**Set problem**
In full and without alteration, repeat the material.

--- begin ---

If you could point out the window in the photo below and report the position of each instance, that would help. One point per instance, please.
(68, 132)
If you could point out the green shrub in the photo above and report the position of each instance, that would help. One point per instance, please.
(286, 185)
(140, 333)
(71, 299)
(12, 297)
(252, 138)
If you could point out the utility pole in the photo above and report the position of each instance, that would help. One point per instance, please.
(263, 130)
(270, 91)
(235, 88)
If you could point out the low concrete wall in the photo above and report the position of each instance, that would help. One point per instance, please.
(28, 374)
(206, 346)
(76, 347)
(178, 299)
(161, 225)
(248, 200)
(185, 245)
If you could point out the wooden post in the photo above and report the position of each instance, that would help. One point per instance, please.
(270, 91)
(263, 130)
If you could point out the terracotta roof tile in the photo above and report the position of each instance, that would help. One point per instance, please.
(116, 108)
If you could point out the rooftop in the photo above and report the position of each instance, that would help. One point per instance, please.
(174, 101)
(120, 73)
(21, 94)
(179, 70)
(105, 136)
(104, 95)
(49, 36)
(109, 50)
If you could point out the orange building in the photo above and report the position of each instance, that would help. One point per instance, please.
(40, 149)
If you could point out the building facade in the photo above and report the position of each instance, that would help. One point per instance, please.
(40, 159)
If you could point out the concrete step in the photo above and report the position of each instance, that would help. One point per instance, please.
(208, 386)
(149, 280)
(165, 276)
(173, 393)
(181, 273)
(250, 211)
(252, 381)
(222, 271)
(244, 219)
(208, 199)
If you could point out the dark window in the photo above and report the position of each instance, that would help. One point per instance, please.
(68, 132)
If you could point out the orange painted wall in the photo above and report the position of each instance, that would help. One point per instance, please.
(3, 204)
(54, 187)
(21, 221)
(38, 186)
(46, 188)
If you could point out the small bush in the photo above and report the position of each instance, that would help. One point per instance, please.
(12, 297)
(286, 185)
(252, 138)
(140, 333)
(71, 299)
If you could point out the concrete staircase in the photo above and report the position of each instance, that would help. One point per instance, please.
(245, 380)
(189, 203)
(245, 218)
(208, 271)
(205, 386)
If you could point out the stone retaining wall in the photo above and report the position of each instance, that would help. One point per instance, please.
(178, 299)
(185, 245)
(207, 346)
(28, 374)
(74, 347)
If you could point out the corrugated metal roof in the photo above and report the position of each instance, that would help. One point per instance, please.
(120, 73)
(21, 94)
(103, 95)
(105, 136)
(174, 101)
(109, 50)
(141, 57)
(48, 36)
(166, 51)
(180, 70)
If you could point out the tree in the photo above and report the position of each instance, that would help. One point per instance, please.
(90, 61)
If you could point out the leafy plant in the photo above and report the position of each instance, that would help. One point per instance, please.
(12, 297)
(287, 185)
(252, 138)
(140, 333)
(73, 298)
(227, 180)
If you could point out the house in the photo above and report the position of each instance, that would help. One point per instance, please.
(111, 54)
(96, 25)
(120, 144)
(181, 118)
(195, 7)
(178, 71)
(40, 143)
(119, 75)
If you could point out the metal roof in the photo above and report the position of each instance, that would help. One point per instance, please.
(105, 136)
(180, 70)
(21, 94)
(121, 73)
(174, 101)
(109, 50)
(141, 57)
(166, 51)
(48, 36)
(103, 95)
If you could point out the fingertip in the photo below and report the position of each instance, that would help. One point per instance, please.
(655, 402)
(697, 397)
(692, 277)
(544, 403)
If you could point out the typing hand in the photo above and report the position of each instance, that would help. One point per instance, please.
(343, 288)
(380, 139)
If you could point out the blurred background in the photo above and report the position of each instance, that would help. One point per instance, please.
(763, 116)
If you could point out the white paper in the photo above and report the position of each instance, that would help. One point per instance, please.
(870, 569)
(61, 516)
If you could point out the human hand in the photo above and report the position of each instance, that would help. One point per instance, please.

--- end ---

**Written reply**
If you could point out the window in the photo below and report the position of each instance, that would help. One point per instance, please.
(68, 132)
If you could point out the green shrub in the photo above and report the position of each instance, that would help. One point per instance, please.
(286, 185)
(140, 333)
(71, 299)
(12, 297)
(252, 138)
If you could point out the utility pole in the photo above and report the position of each instance, that would help. One point per instance, please.
(263, 130)
(270, 91)
(235, 88)
If you could point out the low concrete wall in the photo above and report the position of each instance, that would help. One point per instance, please.
(28, 374)
(206, 346)
(76, 347)
(178, 299)
(161, 225)
(248, 200)
(185, 245)
If you could point out the wooden post in the photo above and report the position of each instance, that would help. One point per instance, please.
(270, 91)
(263, 130)
If you could point out the terracotta roof tile in the photo above and report the position of each instance, that would help. One point per instance, please.
(116, 108)
If you could point out the rooftop in the photo above and report the position of each instance, that would help. One point per instance, please.
(174, 101)
(120, 73)
(21, 94)
(179, 70)
(105, 136)
(104, 95)
(49, 36)
(109, 50)
If you could point out the orange building in the photo above and report the position of each instance, that would help. One point per instance, please.
(40, 149)
If you could point out the building facade in the photo above and report the position of each instance, that would help. One point per instance, please.
(40, 159)
If you could point out the concrete step in the photo above and report the position of each instance, that would help. One point per instance, please.
(208, 386)
(149, 280)
(165, 276)
(173, 393)
(181, 273)
(250, 211)
(252, 381)
(222, 271)
(244, 219)
(208, 199)
If you could point out the dark window in the photo above and report the position of each instance, that would help. One point per instance, please.
(68, 132)
If you could point out the orange painted wall in the photo above and report the position of each instance, that would help. One point per instance, please.
(3, 204)
(54, 187)
(21, 221)
(38, 186)
(46, 188)
If you could point out the small bush in the photo above and report the position of each instance, that would help. One point per instance, please.
(12, 297)
(286, 185)
(252, 138)
(140, 333)
(71, 299)
If you could point out the concrete staircase in the photo above and report the position of each instance, that would help. One point per instance, please.
(245, 380)
(189, 203)
(245, 218)
(208, 271)
(205, 386)
If you could point out the stone retaining wall in the photo above and report the position of each instance, that would help. One point per instance, please.
(178, 299)
(185, 245)
(207, 346)
(28, 374)
(74, 347)
If you could point out the corrugated metal roof in the photo above and report the position of each instance, that would help. One point per instance, please.
(120, 73)
(21, 94)
(103, 95)
(105, 136)
(174, 101)
(109, 50)
(141, 57)
(48, 36)
(166, 51)
(180, 70)
If you could point out the tree in the photo above and report the position of each instance, that would help. One point per instance, please.
(90, 61)
If you could point out the leafy plant in the photo above and report the position of each instance, that would help. One point per instance, please.
(12, 297)
(287, 185)
(252, 138)
(140, 333)
(73, 298)
(227, 180)
If you could point out the house in the photo above and report the position of each instance, that would help. One point per instance, please.
(111, 54)
(96, 25)
(120, 144)
(181, 118)
(195, 7)
(178, 71)
(40, 143)
(119, 75)
If you could point out the metal roof in the photo above and report the position of each instance, that would help. One point per instance, please.
(105, 136)
(180, 70)
(21, 94)
(121, 73)
(174, 101)
(109, 50)
(141, 57)
(166, 51)
(48, 36)
(103, 95)
If you could point out the fingertip in the photo below and report the position of each instance, that would help. One point per instance, please.
(655, 402)
(697, 397)
(692, 277)
(544, 403)
If you could point out the typing hand in the photo above and report the position of each instance, that would help. One point per instance, please.
(343, 288)
(380, 139)
If you could point out the blurred background in the photo above and report the position of each instance, that would help. One point per instance, please.
(763, 116)
If you could point out the white paper in the photo above and report the position of each instance, that would help. One point per instance, please.
(870, 569)
(61, 516)
If you could point out the human hand in the photo above and report the position of each instance, that would help. One point per instance, please.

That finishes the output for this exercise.